▶ **AIM OF THE TASK**: Repeat the lines of the listing below exactly, starting at the line that contains "Two rules. Place a point on every instance of the saddle" and running through the last line, both included, and only those.

## start

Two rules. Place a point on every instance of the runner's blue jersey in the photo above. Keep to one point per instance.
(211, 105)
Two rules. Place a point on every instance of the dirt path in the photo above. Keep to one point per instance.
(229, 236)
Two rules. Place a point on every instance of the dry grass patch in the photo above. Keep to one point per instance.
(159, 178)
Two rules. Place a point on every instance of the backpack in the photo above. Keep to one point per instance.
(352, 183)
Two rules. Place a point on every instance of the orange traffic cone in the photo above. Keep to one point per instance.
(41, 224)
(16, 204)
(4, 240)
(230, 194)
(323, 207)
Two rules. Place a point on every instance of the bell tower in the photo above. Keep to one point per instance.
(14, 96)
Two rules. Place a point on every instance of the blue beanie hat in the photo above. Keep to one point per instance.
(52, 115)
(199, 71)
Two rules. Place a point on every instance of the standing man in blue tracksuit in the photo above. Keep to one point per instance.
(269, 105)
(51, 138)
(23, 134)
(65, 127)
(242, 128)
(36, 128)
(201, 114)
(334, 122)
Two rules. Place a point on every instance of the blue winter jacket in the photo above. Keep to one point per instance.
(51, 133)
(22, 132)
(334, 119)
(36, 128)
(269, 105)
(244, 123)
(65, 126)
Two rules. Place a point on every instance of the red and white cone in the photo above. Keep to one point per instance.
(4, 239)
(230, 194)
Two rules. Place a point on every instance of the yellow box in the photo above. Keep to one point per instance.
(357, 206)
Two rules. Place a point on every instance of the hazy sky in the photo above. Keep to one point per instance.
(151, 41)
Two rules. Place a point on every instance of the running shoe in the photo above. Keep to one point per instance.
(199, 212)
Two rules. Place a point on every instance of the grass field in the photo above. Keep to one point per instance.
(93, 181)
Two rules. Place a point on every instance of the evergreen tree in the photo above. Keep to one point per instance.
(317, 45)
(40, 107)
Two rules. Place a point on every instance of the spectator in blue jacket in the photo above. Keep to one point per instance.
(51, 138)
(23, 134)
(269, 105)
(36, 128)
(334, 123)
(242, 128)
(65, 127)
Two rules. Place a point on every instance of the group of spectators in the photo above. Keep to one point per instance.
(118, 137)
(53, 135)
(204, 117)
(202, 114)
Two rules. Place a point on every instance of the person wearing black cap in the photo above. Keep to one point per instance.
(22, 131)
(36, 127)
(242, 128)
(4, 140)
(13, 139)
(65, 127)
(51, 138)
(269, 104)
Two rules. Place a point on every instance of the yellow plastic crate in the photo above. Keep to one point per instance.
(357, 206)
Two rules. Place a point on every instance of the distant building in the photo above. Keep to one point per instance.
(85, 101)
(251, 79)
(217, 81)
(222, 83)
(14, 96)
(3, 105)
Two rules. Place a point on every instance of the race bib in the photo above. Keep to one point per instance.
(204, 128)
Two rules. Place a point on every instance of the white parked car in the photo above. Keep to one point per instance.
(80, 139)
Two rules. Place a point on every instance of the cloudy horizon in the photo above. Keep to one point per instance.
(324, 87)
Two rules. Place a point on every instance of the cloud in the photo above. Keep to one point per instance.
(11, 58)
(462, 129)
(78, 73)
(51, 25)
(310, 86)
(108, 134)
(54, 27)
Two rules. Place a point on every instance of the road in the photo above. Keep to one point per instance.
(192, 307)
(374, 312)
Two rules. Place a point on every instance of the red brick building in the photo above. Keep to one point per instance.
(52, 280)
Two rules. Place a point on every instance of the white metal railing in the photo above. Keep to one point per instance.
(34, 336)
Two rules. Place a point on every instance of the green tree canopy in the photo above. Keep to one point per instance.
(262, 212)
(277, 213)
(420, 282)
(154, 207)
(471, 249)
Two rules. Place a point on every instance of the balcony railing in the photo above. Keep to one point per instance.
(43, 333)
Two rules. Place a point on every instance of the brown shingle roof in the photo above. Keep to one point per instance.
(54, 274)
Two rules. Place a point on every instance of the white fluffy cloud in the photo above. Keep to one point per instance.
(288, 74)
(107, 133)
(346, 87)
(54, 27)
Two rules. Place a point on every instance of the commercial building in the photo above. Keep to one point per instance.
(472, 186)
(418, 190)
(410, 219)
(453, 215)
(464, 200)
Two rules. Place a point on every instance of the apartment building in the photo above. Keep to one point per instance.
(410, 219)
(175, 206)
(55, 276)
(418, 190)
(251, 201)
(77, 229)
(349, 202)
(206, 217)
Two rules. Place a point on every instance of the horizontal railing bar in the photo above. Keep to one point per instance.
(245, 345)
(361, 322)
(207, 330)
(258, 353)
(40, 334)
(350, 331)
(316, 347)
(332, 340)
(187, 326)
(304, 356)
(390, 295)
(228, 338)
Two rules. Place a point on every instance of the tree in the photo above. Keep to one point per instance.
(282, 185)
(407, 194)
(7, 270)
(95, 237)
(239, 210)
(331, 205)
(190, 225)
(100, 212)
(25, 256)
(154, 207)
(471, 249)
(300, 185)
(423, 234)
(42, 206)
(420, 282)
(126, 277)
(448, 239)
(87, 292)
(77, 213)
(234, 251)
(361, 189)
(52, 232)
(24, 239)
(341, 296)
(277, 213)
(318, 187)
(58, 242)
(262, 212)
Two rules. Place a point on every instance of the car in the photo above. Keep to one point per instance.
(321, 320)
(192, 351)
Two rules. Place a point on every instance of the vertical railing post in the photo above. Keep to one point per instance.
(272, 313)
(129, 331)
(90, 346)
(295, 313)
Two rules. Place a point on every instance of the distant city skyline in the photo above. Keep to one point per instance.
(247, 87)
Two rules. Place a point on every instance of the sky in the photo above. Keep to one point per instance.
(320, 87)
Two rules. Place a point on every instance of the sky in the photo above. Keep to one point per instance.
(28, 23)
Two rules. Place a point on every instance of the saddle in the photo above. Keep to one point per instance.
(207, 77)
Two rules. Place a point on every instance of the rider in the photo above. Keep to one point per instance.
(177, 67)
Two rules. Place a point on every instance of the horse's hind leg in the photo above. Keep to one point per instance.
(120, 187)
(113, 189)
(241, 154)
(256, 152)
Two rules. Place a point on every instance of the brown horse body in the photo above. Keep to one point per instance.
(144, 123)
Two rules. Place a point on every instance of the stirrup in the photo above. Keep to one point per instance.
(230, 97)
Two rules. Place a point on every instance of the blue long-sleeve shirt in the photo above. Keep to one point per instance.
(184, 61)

## end

▶ **COMPLETE OUTPUT**:
Two rules. Place a point on every instance of the saddle in the photo above. Keep to one point per instance.
(207, 77)
Two rules. Place a point on every instance of the rider in the photo above. Keep to one point per instance.
(177, 67)
Two rules. Place a point on every instance of the horse's hind leg in the photo above. Keep to one point per instance.
(120, 187)
(113, 189)
(241, 154)
(256, 152)
Two rules. Place a point on every instance of the brown horse body in the photo above. Keep to one point per instance.
(144, 123)
Two rules. Place a point on every instance of the stirrup in the photo above. Keep to one point per instance.
(230, 97)
Two rules. Place a point on every instance of the blue long-sleeve shirt in the photo above. Keep to one point per instance.
(184, 61)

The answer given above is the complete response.